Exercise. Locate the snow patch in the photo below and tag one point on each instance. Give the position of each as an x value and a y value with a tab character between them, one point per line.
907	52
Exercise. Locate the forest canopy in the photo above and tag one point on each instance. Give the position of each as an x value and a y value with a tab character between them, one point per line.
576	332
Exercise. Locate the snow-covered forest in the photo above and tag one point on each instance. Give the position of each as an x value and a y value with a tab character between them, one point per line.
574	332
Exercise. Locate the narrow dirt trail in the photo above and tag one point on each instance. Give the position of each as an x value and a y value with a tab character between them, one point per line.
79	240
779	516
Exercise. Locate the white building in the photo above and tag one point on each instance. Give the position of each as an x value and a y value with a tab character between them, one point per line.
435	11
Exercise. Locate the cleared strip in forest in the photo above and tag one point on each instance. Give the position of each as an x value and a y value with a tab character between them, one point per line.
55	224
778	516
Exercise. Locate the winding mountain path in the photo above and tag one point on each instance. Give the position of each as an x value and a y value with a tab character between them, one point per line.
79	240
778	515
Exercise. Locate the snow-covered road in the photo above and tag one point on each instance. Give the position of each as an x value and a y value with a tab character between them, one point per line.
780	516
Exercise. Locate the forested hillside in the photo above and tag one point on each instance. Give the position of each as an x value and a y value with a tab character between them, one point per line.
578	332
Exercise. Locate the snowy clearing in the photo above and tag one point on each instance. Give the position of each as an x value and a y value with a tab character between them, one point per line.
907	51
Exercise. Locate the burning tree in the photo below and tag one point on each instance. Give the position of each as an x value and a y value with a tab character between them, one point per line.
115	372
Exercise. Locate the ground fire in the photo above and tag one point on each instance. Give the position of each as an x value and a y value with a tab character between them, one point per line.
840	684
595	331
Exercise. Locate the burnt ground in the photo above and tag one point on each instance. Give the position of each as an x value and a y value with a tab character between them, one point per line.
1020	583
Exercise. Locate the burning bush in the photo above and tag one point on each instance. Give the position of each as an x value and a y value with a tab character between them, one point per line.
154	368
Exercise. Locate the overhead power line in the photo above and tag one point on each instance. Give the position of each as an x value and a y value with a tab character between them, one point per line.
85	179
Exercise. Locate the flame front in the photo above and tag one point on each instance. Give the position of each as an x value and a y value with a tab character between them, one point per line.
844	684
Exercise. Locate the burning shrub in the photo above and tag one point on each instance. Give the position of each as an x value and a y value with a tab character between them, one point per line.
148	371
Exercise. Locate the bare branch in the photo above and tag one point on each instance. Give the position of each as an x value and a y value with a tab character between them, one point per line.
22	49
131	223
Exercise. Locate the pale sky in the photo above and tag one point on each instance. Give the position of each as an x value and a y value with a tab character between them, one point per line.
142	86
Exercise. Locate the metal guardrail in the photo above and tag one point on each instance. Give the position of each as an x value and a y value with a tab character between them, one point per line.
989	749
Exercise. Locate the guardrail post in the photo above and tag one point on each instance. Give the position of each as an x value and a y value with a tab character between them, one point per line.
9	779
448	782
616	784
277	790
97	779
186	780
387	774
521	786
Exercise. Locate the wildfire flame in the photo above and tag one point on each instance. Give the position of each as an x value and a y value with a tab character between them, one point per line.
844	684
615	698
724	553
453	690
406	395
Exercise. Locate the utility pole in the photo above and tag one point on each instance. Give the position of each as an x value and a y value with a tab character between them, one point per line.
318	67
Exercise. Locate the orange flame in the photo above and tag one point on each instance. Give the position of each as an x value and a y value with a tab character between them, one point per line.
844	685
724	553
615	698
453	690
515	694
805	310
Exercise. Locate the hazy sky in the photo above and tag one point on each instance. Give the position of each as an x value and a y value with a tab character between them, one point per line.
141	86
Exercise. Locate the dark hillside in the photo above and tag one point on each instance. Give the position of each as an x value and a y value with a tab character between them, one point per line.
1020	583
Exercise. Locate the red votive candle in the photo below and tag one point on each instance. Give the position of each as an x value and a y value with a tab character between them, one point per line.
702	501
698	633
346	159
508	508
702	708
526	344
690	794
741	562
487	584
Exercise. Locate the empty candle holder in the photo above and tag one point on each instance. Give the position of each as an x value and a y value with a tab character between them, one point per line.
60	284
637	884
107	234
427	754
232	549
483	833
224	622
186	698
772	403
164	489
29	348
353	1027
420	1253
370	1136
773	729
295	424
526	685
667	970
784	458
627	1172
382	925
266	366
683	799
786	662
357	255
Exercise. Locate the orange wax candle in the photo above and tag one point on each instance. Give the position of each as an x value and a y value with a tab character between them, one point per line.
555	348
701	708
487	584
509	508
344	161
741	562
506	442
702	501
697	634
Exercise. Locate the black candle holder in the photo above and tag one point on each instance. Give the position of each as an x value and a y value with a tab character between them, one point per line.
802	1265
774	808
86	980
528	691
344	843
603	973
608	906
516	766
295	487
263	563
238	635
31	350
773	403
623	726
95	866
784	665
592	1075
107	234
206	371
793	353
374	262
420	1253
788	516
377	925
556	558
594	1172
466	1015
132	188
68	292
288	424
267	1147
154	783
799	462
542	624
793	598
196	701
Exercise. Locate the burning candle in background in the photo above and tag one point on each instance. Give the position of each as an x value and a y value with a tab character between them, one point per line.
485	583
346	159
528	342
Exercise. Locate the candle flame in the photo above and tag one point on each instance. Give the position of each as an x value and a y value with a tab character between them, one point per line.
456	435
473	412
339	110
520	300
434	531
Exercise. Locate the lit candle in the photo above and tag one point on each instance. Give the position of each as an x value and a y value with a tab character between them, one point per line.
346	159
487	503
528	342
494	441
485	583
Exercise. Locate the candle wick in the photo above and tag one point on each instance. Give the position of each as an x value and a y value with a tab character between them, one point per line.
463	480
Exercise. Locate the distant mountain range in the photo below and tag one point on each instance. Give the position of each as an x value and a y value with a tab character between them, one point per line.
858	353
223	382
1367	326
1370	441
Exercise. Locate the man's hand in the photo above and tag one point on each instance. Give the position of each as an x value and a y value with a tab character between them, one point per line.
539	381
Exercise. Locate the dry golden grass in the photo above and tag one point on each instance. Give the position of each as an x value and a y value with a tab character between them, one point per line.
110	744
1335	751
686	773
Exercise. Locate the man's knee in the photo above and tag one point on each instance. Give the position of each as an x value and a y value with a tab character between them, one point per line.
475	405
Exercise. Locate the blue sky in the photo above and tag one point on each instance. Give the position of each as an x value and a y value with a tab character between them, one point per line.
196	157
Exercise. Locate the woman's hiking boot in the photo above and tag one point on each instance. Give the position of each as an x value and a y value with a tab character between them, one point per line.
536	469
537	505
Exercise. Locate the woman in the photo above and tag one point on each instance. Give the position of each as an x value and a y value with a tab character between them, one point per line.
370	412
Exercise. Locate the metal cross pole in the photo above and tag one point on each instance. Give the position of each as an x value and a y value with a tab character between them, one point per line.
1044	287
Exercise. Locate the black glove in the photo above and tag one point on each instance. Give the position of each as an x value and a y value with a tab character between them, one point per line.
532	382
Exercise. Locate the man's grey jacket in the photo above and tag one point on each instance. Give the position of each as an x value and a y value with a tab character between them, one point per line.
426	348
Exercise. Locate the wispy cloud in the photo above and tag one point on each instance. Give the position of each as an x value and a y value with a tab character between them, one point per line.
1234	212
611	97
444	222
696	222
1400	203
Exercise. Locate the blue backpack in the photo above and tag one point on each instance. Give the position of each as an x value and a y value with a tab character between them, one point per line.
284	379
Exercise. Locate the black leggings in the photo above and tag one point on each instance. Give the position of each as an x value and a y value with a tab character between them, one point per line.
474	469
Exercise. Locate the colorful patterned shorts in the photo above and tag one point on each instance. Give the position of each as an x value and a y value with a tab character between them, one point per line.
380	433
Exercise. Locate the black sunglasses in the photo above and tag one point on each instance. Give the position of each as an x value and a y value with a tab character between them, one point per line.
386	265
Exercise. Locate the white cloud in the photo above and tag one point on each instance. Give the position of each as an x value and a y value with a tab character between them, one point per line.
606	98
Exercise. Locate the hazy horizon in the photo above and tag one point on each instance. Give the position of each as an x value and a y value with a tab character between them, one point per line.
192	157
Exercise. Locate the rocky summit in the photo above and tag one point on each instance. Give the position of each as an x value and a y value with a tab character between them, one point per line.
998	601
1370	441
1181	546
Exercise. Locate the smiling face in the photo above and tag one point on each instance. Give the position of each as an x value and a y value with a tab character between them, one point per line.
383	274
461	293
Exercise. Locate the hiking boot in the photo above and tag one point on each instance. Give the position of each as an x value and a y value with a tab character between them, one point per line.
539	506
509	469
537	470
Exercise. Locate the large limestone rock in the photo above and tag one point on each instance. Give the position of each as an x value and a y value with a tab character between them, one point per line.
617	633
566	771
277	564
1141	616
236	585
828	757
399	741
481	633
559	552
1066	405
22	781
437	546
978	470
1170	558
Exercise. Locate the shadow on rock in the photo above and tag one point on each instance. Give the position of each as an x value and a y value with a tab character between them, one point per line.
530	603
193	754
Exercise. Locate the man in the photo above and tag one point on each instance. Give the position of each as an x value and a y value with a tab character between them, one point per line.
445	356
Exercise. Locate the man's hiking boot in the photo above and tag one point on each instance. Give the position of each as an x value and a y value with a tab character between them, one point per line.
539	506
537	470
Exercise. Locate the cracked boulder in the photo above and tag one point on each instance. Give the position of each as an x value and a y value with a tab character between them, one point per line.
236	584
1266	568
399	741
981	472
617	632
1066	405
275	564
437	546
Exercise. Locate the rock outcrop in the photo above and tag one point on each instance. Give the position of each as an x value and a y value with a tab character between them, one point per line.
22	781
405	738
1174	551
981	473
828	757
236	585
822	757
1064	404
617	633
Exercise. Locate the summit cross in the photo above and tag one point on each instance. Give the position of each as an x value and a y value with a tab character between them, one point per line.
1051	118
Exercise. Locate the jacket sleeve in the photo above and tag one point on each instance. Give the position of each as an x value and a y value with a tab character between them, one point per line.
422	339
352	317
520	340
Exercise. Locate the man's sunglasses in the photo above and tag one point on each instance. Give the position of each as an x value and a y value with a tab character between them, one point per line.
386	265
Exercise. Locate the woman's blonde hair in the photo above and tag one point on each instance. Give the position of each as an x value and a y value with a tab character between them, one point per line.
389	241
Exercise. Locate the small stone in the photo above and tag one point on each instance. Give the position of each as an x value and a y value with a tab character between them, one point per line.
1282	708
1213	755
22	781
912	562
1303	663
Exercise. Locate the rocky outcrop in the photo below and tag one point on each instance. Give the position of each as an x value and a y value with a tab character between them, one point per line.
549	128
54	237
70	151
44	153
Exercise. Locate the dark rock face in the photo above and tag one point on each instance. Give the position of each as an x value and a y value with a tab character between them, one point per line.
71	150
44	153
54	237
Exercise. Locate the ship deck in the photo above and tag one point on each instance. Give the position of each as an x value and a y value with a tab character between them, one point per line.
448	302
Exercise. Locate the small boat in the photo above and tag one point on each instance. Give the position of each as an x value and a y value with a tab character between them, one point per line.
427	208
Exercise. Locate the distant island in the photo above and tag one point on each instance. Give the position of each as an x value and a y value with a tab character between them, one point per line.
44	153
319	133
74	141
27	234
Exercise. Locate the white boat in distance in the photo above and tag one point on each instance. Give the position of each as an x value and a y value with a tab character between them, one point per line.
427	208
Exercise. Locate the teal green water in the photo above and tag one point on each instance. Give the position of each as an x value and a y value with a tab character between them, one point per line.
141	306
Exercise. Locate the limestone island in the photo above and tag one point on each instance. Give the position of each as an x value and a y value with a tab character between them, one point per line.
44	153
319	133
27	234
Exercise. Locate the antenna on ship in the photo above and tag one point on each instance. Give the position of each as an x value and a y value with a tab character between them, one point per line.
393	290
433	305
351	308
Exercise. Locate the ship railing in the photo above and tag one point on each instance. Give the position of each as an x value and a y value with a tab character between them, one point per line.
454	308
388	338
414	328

┄┄┄┄┄┄┄┄┄┄

Work to be completed. The lines to quote run from the one containing "Exercise. Locate the small boat" through the final line of the material above; please give them exactly, both ends included, and nothing else.

Solution for this task.
Exercise. Locate the small boat in the photo above and tag one point on each instance. Give the position of each as an x value and a y value with a tab character between them, one point per line.
427	208
Exercise. Locate the distant island in the photo above and tag one point on each instance. Give the position of each as an x value and a y value with a tab character between them, one point per line.
44	153
319	133
74	141
27	234
Exercise. Locate the white boat in distance in the photo above and tag one point on each instance. Give the position of each as an x value and a y value with a tab character between them, one point per line.
427	208
Exercise. Locate the teal green water in the photo above and tag one point on each instance. Give the position of each as an x value and a y value with a tab character between them, one point per line.
141	306
Exercise. Locate the limestone island in the photo above and tag one point on each instance. Give the position of each as an x value and a y value with a tab character between them, one point per line.
44	153
319	133
27	234
Exercise. Locate the antenna on ship in the photo above and tag one point on each instance. Give the position of each as an x value and a y value with a tab character between them, one point per line.
393	290
433	305
351	308
Exercise. Locate the ship railing in the photo above and tag one point on each instance. Give the position of each as an x value and a y value with a tab character between them, one point per line.
454	308
388	338
414	328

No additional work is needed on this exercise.